SOURCE RECORDS>

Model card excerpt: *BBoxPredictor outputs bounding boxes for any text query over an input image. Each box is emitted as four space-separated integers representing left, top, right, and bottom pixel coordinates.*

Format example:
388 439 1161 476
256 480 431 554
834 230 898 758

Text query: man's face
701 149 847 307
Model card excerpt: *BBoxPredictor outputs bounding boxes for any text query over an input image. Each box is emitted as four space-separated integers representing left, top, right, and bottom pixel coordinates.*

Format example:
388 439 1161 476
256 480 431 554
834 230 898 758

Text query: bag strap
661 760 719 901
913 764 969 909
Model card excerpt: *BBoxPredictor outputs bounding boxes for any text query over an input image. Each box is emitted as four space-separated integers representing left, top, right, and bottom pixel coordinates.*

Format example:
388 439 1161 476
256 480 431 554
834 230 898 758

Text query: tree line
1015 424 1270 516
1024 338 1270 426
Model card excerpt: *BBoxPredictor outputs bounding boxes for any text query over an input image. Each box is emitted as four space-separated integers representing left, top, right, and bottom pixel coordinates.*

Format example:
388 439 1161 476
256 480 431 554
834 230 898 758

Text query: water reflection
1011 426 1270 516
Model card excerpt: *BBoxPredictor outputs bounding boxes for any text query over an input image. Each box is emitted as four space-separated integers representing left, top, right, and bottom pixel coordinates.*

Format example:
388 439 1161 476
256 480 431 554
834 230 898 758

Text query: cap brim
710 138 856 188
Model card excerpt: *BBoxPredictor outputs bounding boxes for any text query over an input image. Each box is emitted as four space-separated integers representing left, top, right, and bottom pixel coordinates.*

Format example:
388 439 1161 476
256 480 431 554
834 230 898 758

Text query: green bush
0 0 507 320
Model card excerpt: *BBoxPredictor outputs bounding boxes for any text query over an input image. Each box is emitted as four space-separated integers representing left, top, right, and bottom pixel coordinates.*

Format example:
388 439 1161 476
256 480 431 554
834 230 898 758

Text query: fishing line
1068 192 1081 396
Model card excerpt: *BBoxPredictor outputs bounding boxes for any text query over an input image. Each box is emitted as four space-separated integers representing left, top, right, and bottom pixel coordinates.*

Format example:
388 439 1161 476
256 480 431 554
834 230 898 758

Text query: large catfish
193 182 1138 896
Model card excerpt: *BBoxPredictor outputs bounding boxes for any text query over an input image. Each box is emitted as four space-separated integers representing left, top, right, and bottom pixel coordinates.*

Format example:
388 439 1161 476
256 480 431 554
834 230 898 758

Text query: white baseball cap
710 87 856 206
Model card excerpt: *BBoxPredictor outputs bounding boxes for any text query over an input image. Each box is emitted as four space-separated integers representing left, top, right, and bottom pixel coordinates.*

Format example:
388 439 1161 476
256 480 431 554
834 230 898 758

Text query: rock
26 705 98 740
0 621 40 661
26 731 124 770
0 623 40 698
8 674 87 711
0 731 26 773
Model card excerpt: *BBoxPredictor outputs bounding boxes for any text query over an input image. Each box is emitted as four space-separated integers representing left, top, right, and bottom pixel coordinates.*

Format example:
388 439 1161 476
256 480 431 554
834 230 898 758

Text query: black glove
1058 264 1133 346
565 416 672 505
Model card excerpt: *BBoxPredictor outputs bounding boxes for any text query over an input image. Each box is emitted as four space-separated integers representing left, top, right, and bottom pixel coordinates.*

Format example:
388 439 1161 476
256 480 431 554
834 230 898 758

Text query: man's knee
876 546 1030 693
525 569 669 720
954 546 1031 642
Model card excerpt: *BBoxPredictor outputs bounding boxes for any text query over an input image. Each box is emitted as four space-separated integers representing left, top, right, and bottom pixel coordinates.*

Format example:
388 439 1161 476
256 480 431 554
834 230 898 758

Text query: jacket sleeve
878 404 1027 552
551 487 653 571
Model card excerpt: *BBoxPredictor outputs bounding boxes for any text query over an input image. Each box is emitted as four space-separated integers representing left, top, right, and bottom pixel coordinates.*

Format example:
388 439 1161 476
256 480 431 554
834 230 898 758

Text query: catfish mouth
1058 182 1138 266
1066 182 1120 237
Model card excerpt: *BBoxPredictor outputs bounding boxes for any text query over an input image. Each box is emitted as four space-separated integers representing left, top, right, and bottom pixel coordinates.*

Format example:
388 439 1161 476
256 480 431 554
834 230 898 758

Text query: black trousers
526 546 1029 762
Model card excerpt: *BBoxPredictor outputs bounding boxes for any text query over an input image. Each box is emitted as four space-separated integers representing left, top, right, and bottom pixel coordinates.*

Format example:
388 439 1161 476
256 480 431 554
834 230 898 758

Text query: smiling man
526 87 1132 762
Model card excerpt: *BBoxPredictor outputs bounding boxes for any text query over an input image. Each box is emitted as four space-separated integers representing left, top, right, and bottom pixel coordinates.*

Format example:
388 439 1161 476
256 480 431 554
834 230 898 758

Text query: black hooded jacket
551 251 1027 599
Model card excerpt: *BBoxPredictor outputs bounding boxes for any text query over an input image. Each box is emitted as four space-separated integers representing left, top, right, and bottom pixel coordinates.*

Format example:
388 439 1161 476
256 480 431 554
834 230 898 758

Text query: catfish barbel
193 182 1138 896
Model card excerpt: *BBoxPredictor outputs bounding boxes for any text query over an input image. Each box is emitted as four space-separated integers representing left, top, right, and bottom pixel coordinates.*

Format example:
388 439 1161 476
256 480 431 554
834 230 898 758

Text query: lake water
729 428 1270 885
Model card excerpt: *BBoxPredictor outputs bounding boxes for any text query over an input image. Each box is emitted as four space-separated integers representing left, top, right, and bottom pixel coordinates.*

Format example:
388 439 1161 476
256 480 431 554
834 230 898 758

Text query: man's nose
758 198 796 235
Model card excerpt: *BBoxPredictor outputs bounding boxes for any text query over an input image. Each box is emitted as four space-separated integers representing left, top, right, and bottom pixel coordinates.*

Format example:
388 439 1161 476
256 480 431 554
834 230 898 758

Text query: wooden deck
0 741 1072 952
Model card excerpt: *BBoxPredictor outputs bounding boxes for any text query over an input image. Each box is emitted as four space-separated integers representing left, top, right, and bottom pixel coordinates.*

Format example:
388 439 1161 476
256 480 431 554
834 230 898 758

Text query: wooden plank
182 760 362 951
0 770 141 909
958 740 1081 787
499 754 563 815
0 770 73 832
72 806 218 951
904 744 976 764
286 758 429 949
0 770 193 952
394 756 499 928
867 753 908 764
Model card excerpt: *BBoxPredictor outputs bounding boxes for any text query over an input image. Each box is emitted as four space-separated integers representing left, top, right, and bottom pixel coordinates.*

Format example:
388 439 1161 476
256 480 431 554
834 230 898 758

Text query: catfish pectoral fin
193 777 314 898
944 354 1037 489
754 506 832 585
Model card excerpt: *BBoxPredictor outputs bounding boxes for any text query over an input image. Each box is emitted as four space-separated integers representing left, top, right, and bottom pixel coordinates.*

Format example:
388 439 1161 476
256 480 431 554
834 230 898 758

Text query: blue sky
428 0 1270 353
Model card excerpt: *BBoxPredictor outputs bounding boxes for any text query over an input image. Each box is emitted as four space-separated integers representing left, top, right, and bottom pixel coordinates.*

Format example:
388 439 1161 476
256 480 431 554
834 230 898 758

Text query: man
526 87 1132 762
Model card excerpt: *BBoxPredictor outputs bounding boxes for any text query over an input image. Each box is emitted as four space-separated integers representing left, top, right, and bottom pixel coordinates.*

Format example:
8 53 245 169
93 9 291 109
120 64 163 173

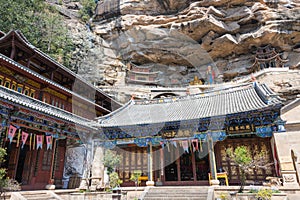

EXERCISE REQUIREMENTS> Rewrite the rows from their first line through the line containing "701 149 847 307", request text included, multiplying each bounding-box coordinate in the answers by 1.6 and rounding to whole numbers, with halves rounded up. Leave the numbers in the requests and their format samples as they are.

RESPONSE TO THIS TASK>
Model card excerpt: *BBoxPredictor outputs bounding boxes for any text query over an input image. Each box is emitted as four space-separated integers representing left, top, right, and bottom pixel coordinates.*

Format example:
388 439 1161 476
256 480 431 554
834 230 898 758

Text query: man's face
1122 238 1355 491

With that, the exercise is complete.